Set down the data again in full, keeping every line exactly as it is.

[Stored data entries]
* * * * * * * * *

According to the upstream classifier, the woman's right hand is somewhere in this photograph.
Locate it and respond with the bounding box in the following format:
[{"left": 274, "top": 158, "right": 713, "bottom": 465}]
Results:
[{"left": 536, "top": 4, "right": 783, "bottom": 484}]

* * * * * * * * *

[Exercise response]
According to the upstream classifier, the woman's right hand is somewhere in this photograph.
Locate it and respond with the bounding box in the following format:
[{"left": 274, "top": 158, "right": 713, "bottom": 465}]
Results:
[{"left": 536, "top": 4, "right": 783, "bottom": 484}]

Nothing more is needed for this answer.